### Exercise brief
Below are some entries. Output each one exactly as it appears.

━━━━━━━━━━━━━━━━━━━━

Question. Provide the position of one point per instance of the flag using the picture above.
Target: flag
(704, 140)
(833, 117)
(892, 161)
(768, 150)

━━━━━━━━━━━━━━━━━━━━

### Exercise solution
Question. Provide the position of one point per instance of the flag using the picture above.
Target: flag
(704, 140)
(833, 117)
(892, 161)
(768, 150)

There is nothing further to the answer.